Re: [logs] AI/adaptive/heuristic syslog analysis

From: dgillettat_private
Date: Fri Dec 21 2001 - 02:25:15 PST

  • Next message: Tina Bird: "Re: [logs] AI/adaptive/heuristic syslog analysis"

      I have three basic concerns with this approach:
    
    1.  A stealthy/patient attacker might be able to stay "below radar" 
    while the system acclimates to his presence.  i.e. Normal/routine may 
    not equate to *authorized*.
    
    2.  Anent the recent thread about court admissability, it is likely 
    to become necessary to explain why such a system flagged some 
    particular traffic.  I haven't followed the field closely, but my 
    impression has long been that reporting/reproducing the learned 
    "reasoning" is a particularly thorny issue.
    
    3.  There remain persistent anecdotes to the effect that some 
    automated British defence system, during the 1982 Falklands war, 
    detected an incoming missile, identified it as an Exocet, and on that 
    basis classified it as "friendly" -- even though it was rapidly 
    closing on a British ship.  I think there has to remain some human 
    interface to the ruleset, so that for instance an administrator can 
    revoke permissions previously granted to some traffic.  I'm not sure 
    how else to get such a learning system to converge on policy changes 
    in an acceptable time.
    
    Dave Gillett
    
    
    On 20 Dec 2001, at 17:21, Tina Bird wrote:
    
    > Hi Jon --
    > 
    > Just in case you haven't yet seen this (but you might have,
    > given the SRI address in your headers):
    > 
    > http://www.sdl.sri.com/projects/emerald
    > 
    > is this first thing I've found in this category, in the
    > current round of revisions of my log analysis notes...
    > 
    > On Thu, 20 Dec 2001, Jon Stearley wrote:
    > 
    > > What experience, thinking/dreaming, and interest do people have in
    > > making the computer learn what is and isn't "normal" in syslog output?
    > > ie- having the computer process/classify syslog output (or, an
    > > arbitrary stream) and present it in a high signal/noise ratio manner?

(Region pointing data)

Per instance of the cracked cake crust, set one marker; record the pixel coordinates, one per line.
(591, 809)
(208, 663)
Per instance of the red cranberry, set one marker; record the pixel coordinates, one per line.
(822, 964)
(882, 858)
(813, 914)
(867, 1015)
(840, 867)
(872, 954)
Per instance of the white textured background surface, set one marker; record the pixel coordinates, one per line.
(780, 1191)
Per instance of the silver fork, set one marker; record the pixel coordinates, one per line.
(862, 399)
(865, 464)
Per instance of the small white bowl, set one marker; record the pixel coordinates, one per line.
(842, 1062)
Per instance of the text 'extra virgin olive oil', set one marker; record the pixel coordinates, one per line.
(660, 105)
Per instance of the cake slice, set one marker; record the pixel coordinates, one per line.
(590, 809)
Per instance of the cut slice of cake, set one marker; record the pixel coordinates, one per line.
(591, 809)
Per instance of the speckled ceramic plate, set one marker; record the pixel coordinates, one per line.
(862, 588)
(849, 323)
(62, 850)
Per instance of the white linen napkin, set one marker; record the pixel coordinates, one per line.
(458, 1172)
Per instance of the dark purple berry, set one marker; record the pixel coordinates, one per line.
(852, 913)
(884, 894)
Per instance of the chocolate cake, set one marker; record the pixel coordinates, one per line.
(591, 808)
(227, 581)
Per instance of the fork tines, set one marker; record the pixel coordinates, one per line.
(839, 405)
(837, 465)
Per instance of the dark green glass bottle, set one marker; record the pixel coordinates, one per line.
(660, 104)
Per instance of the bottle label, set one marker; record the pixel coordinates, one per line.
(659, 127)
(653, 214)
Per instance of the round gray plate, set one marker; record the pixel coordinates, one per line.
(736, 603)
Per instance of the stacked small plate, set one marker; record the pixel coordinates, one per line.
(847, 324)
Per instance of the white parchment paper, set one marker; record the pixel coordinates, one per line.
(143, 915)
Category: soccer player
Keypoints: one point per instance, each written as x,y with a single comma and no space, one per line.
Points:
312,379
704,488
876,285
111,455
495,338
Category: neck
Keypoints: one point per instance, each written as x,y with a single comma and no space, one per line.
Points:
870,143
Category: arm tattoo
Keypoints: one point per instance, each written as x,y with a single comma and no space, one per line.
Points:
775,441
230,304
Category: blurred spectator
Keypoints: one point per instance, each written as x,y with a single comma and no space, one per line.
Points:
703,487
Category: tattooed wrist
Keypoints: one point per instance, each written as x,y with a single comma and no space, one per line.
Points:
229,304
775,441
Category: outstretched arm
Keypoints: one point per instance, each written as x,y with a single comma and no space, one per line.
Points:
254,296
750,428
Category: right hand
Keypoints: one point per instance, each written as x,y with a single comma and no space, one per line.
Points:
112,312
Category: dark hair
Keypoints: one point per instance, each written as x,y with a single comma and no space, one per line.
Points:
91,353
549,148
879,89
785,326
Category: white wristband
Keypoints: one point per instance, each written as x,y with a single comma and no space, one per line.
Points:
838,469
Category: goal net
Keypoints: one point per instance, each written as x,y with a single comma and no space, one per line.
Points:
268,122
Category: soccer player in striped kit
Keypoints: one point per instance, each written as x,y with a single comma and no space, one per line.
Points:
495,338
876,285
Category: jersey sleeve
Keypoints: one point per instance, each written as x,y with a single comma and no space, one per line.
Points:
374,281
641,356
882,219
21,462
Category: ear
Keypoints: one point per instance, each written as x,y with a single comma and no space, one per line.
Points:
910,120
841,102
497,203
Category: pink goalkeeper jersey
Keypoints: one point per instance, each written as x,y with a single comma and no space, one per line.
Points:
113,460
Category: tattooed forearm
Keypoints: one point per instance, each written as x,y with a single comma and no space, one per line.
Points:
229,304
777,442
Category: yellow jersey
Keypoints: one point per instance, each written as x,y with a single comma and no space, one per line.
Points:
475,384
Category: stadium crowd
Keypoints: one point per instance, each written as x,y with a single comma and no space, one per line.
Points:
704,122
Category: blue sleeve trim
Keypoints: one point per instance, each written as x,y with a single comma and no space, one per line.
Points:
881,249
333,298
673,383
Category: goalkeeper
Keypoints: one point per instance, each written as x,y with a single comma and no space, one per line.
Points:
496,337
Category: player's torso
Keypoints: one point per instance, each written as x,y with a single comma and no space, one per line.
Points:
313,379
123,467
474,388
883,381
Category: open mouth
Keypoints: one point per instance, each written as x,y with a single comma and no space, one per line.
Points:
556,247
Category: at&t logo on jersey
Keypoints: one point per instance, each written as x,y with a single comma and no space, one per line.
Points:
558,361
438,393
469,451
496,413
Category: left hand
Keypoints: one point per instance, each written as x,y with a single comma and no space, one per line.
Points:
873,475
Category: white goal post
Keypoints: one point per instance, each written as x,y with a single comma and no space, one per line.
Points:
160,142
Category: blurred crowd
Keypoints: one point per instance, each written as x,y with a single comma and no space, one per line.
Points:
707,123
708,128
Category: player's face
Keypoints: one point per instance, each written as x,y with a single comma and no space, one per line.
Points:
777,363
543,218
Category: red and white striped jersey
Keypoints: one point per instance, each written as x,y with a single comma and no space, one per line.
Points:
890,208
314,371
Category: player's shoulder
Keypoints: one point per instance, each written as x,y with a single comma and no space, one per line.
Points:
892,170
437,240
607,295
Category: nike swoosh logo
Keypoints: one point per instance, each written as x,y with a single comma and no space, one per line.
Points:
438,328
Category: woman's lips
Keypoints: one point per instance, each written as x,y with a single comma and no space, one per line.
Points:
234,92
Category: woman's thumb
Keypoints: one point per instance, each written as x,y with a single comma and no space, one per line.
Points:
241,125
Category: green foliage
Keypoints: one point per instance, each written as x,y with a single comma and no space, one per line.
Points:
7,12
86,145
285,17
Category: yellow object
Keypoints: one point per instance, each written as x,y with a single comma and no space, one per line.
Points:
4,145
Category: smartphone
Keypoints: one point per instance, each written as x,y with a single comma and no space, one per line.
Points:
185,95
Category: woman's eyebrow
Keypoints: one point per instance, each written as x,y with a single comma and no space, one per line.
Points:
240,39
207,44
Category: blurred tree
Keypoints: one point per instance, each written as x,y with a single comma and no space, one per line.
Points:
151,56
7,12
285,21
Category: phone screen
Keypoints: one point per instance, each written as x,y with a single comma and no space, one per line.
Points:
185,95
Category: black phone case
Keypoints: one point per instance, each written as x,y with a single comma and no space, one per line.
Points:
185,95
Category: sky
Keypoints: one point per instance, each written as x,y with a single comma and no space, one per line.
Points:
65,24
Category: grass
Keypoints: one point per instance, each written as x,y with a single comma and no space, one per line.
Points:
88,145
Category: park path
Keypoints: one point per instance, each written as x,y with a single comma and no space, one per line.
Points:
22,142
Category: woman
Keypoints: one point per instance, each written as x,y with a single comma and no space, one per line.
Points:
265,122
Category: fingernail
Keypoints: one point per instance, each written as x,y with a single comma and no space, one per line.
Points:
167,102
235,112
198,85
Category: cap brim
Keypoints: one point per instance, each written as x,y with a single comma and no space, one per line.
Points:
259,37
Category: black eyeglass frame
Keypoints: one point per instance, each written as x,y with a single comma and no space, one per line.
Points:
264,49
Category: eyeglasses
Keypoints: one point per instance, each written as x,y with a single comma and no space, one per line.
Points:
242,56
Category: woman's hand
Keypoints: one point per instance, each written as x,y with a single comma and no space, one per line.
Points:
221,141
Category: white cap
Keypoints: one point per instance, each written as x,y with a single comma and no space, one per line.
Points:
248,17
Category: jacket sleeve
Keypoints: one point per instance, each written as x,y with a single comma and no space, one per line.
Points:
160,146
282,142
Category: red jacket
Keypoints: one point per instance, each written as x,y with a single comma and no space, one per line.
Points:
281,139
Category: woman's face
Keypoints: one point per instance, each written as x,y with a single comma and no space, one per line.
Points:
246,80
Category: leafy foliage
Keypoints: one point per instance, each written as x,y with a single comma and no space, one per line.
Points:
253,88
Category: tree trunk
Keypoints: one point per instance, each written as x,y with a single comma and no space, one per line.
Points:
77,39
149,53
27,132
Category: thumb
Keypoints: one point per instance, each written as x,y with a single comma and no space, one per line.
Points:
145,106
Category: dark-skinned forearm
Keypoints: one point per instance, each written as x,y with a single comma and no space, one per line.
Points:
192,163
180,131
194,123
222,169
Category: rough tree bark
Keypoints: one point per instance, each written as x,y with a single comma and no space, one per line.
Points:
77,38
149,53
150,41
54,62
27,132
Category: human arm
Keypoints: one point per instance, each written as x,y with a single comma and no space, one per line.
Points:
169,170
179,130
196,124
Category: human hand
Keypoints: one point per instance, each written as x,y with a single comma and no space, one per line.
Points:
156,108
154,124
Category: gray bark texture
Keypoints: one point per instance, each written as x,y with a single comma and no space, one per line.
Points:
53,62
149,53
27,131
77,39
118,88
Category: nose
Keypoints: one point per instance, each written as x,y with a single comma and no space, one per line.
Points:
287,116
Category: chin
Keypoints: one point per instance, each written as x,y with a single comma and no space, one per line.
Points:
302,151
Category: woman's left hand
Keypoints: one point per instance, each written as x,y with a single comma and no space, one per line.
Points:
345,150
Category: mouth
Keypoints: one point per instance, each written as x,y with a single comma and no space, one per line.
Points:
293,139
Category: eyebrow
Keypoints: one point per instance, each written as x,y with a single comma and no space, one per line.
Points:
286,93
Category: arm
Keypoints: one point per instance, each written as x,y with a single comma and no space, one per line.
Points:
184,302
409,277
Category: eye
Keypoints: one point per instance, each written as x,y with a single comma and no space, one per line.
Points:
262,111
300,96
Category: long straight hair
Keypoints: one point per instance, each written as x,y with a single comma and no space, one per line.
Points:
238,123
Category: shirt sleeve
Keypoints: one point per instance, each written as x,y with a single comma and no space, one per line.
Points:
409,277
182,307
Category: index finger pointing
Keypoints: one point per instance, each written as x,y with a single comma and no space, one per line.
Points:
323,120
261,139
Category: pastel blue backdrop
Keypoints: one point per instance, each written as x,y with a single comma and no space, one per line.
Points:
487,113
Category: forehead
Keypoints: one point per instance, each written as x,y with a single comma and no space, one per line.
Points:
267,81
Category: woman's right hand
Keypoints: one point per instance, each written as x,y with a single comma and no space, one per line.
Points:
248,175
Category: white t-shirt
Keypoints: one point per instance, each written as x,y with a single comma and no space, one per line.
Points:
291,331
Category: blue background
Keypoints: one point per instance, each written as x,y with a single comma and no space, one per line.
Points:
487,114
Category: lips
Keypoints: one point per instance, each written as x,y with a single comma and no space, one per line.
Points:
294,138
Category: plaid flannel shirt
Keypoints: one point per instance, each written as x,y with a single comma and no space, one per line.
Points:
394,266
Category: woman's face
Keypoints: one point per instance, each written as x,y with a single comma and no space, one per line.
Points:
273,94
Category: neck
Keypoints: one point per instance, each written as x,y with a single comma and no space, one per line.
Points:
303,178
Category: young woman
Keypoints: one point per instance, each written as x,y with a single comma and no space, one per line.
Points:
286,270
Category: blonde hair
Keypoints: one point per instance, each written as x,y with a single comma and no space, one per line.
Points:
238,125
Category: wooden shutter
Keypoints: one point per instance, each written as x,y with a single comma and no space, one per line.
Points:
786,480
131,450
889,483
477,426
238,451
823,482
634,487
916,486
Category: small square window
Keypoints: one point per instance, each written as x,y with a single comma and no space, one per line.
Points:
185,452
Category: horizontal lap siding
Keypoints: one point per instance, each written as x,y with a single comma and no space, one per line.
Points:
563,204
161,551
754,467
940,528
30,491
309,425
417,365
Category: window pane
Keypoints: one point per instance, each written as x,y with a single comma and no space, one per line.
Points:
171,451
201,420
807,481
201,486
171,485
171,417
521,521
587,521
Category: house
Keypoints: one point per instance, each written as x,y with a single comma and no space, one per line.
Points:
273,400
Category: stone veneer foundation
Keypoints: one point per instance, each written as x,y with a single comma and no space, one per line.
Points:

- APPLY WHAT YOU READ:
a) Reproduce everything in the syslog analysis thread from "while the system" down to "particularly thorny issue.".
b) Based on the syslog analysis thread, state whether each statement below agrees with it, answering yes or no and quoting the words that decide it: (i) Dave Gillett lists three concerns about the approach; (ii) Dave Gillett says he has followed the field closely; (iii) Tina Bird's message was written on 20 Dec 2001.
c) Resume the syslog analysis thread after its last line and carry it forward.

- EXERCISE RESULTS:
a)
while the system acclimates to his presence.  i.e. Normal/routine may 
    not equate to *authorized*.
    
    2.  Anent the recent thread about court admissability, it is likely 
    to become necessary to explain why such a system flagged some 
    particular traffic.  I haven't followed the field closely, but my 
    impression has long been that reporting/reproducing the learned 
    "reasoning" is a particularly thorny issue.

b)
(i) Yes: "I have three basic concerns with this approach".
(ii) No: "I haven't followed the field closely".
(iii) Yes: "On 20 Dec 2001, at 17:21, Tina Bird wrote".

c)
    > > I'm not talking about writing regexps, I'm talking about having the
    > > computer infer/learn the regexps (characterization information,
    > > regardless of its form) over some training period (ie- ongoing), and
    > > then presenting the analysis in a high signal/noise ratio manner.  it
    > > could then tie into some action/response mechanism of which there are
    > > many to choose from, but my interests are mainly in the learning
    > > process.
    > > 
    > > My thinking/researching/hacking has ranged from using simple
    > > statistics, LZ77, natural language modelling (WHIRL, SRILM, others),
    > > and sequencing algorithms (only TEIRESIAS yet) in this effort.  It's
    > > basically a statistics/signal-processing problem imho.  I don't get
    > > paid for this and haven't put sufficient personal time on it to make a
    > > huge amount of progress/success, but it looks quite likely that I'll
    > > be able to spend more time on it in the coming year.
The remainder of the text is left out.